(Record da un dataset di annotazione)
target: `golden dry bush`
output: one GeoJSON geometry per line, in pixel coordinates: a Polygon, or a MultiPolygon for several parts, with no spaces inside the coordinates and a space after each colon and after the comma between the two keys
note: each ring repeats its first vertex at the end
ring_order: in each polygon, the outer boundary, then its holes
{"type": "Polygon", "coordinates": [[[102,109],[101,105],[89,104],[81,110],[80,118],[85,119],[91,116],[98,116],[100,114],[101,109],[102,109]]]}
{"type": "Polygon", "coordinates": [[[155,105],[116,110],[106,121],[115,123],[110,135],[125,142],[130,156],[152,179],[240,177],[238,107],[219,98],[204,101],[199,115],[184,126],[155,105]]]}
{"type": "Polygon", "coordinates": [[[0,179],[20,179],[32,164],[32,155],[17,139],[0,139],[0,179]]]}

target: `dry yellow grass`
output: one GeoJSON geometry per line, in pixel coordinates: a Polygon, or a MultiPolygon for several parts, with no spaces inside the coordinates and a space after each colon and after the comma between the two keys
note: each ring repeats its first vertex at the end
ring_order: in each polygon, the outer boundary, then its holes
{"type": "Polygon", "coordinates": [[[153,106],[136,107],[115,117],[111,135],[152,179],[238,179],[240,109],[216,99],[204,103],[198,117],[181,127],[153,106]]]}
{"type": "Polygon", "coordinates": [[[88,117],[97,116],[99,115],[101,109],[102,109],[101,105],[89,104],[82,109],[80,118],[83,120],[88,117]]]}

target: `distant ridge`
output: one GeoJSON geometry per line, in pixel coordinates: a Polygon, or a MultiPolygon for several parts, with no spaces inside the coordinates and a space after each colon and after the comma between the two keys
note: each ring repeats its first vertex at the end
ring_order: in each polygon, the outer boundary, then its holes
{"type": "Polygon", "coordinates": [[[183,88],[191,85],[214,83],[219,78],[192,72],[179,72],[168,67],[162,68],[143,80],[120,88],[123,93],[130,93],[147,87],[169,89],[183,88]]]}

#### COSA FARE:
Per favore, riscrivi tutti i record qui sopra riga per riga, identici all'originale.

#### RISPOSTA SCRITTA:
target: `golden dry bush`
output: one GeoJSON geometry per line, in pixel coordinates: a Polygon, or a MultiPolygon for several parts, with no spaces inside the coordinates and a space after each colon and after the comma between the two keys
note: each ring repeats its first vertex at the end
ring_order: in each polygon, the outer boundary, then its holes
{"type": "Polygon", "coordinates": [[[102,109],[101,105],[89,104],[81,110],[80,118],[85,119],[91,116],[98,116],[100,114],[101,109],[102,109]]]}
{"type": "Polygon", "coordinates": [[[155,105],[116,110],[106,121],[115,123],[110,135],[125,142],[130,156],[152,179],[240,177],[238,107],[219,98],[204,101],[199,115],[184,126],[155,105]]]}
{"type": "Polygon", "coordinates": [[[0,179],[20,179],[32,164],[32,155],[17,139],[0,139],[0,179]]]}

target: `dry yellow grass`
output: one GeoJSON geometry per line, in pixel coordinates: a Polygon, or a MultiPolygon for several parts, with no spaces inside the coordinates and a space after each colon and after the comma between the two keys
note: each ring repeats its first vertex at the end
ring_order: in each polygon, the outer boundary, then its holes
{"type": "Polygon", "coordinates": [[[153,106],[136,107],[115,117],[111,135],[152,179],[238,179],[240,109],[216,99],[204,103],[198,117],[181,127],[153,106]]]}
{"type": "Polygon", "coordinates": [[[88,117],[97,116],[99,115],[101,109],[102,109],[101,105],[89,104],[82,109],[80,118],[83,120],[88,117]]]}

target: `distant ridge`
output: one GeoJSON geometry per line, in pixel coordinates: a Polygon, or a MultiPolygon for several parts, with no spaces inside the coordinates and a space after each colon and after the comma between the two keys
note: each ring repeats its first vertex at the end
ring_order: in each polygon, the outer boundary, then its holes
{"type": "Polygon", "coordinates": [[[183,88],[191,85],[214,83],[219,78],[192,72],[179,72],[168,67],[162,68],[143,80],[120,88],[123,93],[130,93],[147,87],[169,89],[183,88]]]}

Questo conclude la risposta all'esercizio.